▶ _SOURCE DOCUMENT_
= = =

Odhiambo, a professional auditor at a private commercial bank in Kenya, accepted his government’s unilateral offer of a reward for information revealing tax fraud. The “Information Reward Scheme” promised a 1% bounty for information leading to the identification of “hitherto undisclosed taxes,” and 3% for information leading to their recovery. J.A. 16. The published offer called on the public to share such information, and promised that “volunteers are assured of strict confidentiality to safeguard identities.” Id. The offer included e-mail addresses as well as other contact information, and did not geographically place any limit on the sources from whence whistleblowers might provide the needed information.
Odhiambo responded to the Kenyan government’s offer by providing reliable information about a widespread scheme of criminal tax evasion that was being operated through the private commercial bank at which he worked. The scheme was so extensive that, once the government learned of it and appointed a task force to investigate, the bank was placed under statutory management and ultimately forced to close. (By that time, Odhiambo had left its employ and was working at the Central Bank of Kenya.) The information Odhiambo submitted led to detection of hundreds of millions of dollars in unpaid taxes and the recovery of a large part of that figure. Kenya began to fulfill its end of the bargain by giving Odhiambo initial payment of a token sum to show its appreciation, followed by a percentage payment relating to only a small fraction of the fraud he identified.
Kenya failed to keep Odhiambo’s identity secret, despite its promise. He received anonymous phone calls telling him to leave Kenya. As the bank investigation intensified, police officers with “a bogus warrant” confronted Odhiambo at work and sought to search his home — an effort that Odhi-ambo managed to deflect with the help of the Central Bank’s governor and that the police did not then pursue. J.A. 7. Odhi-ambo received more threatening phone calls and “suspicious people were seen lurking around his house.” Id.

= = =

▶ _ROWS_
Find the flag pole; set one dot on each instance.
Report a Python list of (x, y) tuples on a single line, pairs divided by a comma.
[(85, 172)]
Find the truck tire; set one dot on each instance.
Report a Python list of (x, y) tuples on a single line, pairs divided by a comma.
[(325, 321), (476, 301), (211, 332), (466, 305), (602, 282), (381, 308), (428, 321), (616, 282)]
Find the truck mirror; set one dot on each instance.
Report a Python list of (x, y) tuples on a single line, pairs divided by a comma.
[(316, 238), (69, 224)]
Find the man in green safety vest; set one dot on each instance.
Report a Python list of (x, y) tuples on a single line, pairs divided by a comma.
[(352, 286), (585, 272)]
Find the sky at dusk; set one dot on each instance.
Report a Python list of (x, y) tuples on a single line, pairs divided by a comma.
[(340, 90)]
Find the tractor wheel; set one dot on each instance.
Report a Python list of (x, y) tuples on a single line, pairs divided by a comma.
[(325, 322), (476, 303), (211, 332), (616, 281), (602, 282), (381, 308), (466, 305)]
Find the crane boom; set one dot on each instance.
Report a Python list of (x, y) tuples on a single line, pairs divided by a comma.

= = =

▶ _CHALLENGES_
1. Reproduce the passage about Odhiambo and Kenya's tax reward between "Odhiambo responded to" and "fraud he identified.", inclusive, swapping "task force" for "commission".
2. Using the passage about Odhiambo and Kenya's tax reward, mark each statement yes or no and quote the words that settle it: (a) The reward for information leading to the recovery of undisclosed taxes was 3%. (b) Odhiambo was still working at the commercial bank when it was forced to close. (c) The police went on to search Odhiambo's home.
3. Write what comes next in the passage about Odhiambo and Kenya's tax reward, starting right after its final sentence.

▶ _PER-TASK ANSWERS_
1.
Odhiambo responded to the Kenyan government’s offer by providing reliable information about a widespread scheme of criminal tax evasion that was being operated through the private commercial bank at which he worked. The scheme was so extensive that, once the government learned of it and appointed a commission to investigate, the bank was placed under statutory management and ultimately forced to close. (By that time, Odhiambo had left its employ and was working at the Central Bank of Kenya.) The information Odhiambo submitted led to detection of hundreds of millions of dollars in unpaid taxes and the recovery of a large part of that figure. Kenya began to fulfill its end of the bargain by giving Odhiambo initial payment of a token sum to show its appreciation, followed by a percentage payment relating to only a small fraction of the fraud he identified.

2.
(a) Yes: "3% for information leading to their recovery"
(b) No: "By that time, Odhiambo had left its employ and was working at the Central Bank of Kenya."
(c) No: "that the police did not then pursue"

3.
Odhiambo’s performance under the reward contract and leaks regarding his identity as the whistleblower led directly to death threats against him and forced Odhiambo into exile in the United States. Before he left the country, Odhiambo moved his residence twice and changed his phone number. It was the Kenyan government that facilitated Odhiambo’s flight as a refugee, and that helped to select the United States as his destination. Various Kenyan governmental agencies and officials sought to help Odhiambo relocate abroad, including the Kenyan National Commission on Human Rights and the Kenyan Minister for Justice. The Kenyan Human Rights Commissioner facilitated Odhiambo’s meeting with the United States embassy, and helped to arrange for Odhiambo to leave the country as a refugee.
Kenya actively facilitated Odhiambo becoming a refugee in the United States *46because it recognized that it could not protect his life in Kenya in the face of the threats against him triggered by his performance under its reward contract. Now that it is clear that Odhiambo cannot return to Kenya to sue, Kenya has reneged on millions it owes, instead raising the FSIA as a jurisdictional bar.
II.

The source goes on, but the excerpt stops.